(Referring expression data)
__________________________________________________
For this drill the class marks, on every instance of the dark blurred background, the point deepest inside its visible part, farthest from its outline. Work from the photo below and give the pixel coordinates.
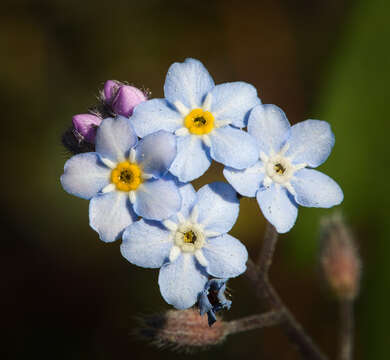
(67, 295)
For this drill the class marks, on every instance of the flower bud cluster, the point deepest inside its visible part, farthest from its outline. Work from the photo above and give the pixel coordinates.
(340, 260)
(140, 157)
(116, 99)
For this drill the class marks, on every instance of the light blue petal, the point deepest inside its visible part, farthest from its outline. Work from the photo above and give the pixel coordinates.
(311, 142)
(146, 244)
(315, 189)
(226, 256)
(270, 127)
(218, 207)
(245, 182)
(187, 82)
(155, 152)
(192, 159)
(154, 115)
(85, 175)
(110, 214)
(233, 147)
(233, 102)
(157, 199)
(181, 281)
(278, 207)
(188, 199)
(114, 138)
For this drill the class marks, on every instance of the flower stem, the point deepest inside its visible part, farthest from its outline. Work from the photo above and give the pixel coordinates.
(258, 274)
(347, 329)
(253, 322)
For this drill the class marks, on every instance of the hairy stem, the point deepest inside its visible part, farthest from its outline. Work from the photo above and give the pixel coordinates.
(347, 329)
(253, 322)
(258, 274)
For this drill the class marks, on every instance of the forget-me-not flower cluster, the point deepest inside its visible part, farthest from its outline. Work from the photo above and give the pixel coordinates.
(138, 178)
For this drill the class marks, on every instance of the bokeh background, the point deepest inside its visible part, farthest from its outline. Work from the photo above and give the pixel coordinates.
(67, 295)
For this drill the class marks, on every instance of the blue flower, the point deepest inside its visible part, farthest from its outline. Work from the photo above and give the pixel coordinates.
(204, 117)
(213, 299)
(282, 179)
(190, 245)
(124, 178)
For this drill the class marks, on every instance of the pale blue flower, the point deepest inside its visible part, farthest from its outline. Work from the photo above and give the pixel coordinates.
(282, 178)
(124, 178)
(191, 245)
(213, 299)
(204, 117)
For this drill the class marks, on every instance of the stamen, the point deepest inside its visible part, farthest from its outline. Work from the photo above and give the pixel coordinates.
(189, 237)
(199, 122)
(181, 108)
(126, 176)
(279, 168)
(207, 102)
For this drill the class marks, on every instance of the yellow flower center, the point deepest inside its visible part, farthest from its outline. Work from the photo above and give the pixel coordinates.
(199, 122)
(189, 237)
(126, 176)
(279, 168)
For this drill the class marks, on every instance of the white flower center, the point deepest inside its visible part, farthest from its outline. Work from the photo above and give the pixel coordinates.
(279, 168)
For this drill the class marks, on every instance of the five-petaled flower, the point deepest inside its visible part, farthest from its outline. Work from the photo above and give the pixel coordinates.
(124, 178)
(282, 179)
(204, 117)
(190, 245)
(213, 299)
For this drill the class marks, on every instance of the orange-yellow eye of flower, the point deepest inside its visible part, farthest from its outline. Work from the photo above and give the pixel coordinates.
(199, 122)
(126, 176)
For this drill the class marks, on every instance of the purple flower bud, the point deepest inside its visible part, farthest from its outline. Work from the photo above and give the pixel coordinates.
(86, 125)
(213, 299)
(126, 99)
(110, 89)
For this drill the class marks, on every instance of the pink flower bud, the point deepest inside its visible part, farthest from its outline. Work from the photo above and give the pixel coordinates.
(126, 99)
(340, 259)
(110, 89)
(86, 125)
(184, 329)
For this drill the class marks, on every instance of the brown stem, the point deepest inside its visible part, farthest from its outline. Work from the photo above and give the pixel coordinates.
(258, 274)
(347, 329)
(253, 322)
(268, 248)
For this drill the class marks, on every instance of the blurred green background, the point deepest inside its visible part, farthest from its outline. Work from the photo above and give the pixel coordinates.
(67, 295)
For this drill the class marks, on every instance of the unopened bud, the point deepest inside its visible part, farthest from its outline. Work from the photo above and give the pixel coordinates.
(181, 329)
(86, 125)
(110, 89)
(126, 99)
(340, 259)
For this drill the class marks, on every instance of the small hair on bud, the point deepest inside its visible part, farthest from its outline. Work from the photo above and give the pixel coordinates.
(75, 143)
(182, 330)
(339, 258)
__________________________________________________
▶ **PROMPT**
Send back the entries above exactly. Skip the images.

▶ **TASK RESULT**
For this drill the class marks, on every instance of the dark blurred background, the point deepest inside its visible part, farthest from its outline. Work from the photo below and give the pixel coordinates.
(67, 295)
For this drill the class marks, on every instance of the flower bud cluster, the point deepest inside its visible part, farthest from its outline. Work from the photo above and give the pixel coordinates.
(340, 260)
(140, 157)
(116, 99)
For this drill the class marks, on every instance of the light blue petal, the point deepest inside its visible part, farthest from its outline. Work from the photo above and give the pixel coordinates.
(311, 142)
(146, 244)
(315, 189)
(226, 256)
(270, 127)
(218, 207)
(245, 182)
(187, 82)
(155, 152)
(192, 159)
(154, 115)
(85, 175)
(110, 214)
(233, 147)
(233, 102)
(157, 199)
(181, 281)
(278, 207)
(188, 199)
(114, 138)
For this drill the class marks, on every instance of the flower stem, the point deepest inside its visible part, farthest from its outline. Work from the photo above and give the pixel coordinates.
(258, 274)
(347, 329)
(253, 322)
For this drill the class marks, on every instance of the hairy stem, the point deepest inside its visible part, farthest from its outline. Work from the photo above and give the pixel coordinates.
(347, 329)
(253, 322)
(258, 274)
For this drill the class marks, on every instance of the forget-me-not flower cluster, the point deepest inside its visible part, farthest from its outline. Work from the photo above and give the pixel coordinates.
(138, 178)
For this drill the class marks, on every instance of the bokeh background, the point deepest inside its visible part, farthest from its outline. Work from the photo above and give the pixel coordinates.
(67, 295)
For this drill the class marks, on every instance of the blue flower, the point deepest inside its visible part, farthest from its outline. Work from the photo above and give the pixel coordinates.
(204, 117)
(213, 299)
(282, 179)
(190, 245)
(124, 178)
For this drill the class marks, on every instance of the pale blue flower, the point deepest inside its visible part, farthest from its outline. Work from the photo above and give the pixel coordinates.
(282, 178)
(124, 178)
(191, 245)
(213, 299)
(204, 117)
For this drill the class marks, on every instance of the stamen, the point deepest inside its visible part, farthest from its outline. Work from the photo above and give the pixel coordinates.
(189, 237)
(199, 122)
(181, 108)
(126, 176)
(279, 168)
(207, 102)
For this drill the class marks, on every instance of the yellow flower center, the point deepest inside its visible part, farthest from its outline. Work from the photo above and give the pixel coordinates.
(199, 122)
(189, 237)
(126, 176)
(279, 168)
For this drill the class marks, on every instance of the white flower center, the point deepest inside its visible part, farthest from its outline. Work from the photo above and give the pixel coordinates.
(279, 168)
For this drill the class marks, on every instance of the five-petaled flower, the point deepest inside its visible part, farthest from its outline. Work from the photo above and give the pixel coordinates.
(124, 178)
(282, 179)
(204, 117)
(190, 245)
(213, 299)
For this drill the class marks, on every instance of the orange-yellow eye of flower, the point deepest inside its visible part, farthest from its outline. Work from the photo above and give the pixel coordinates.
(199, 122)
(126, 176)
For this drill the class marks, on every instance of the purple flower bud, the point deepest inside its visible part, farthest from its outline. Work from the photo above and give the pixel coordinates.
(86, 125)
(213, 299)
(126, 99)
(110, 89)
For this drill the class marks, on every instance of the pink flower bud, the point deepest inside its visible part, farthest from its outline. Work from the photo above and give the pixel coordinates.
(126, 99)
(340, 259)
(110, 89)
(86, 125)
(184, 329)
For this drill the class marks, on every instance of the brown stem, the point deepest inside its visible part, farthest from its outline. Work from the photo above and give the pixel coordinates.
(258, 274)
(347, 329)
(253, 322)
(268, 248)
For this drill the class marks, on every instance of the blurred green background, the point deepest inside its visible part, farthest from its outline. Work from the photo above and give the pixel coordinates.
(67, 295)
For this drill the class marks, on every instance of the unopened bud, the point deepest inside its visible part, farthest from its outline. Work from the photo above and give the pixel coordinates.
(181, 329)
(86, 125)
(110, 89)
(126, 99)
(340, 259)
For this drill the class marks, on every instance of the small hair on bud, the point deepest inside its visible part, farthest from its outline. Work from the photo above and give the pixel coordinates.
(75, 143)
(182, 330)
(339, 258)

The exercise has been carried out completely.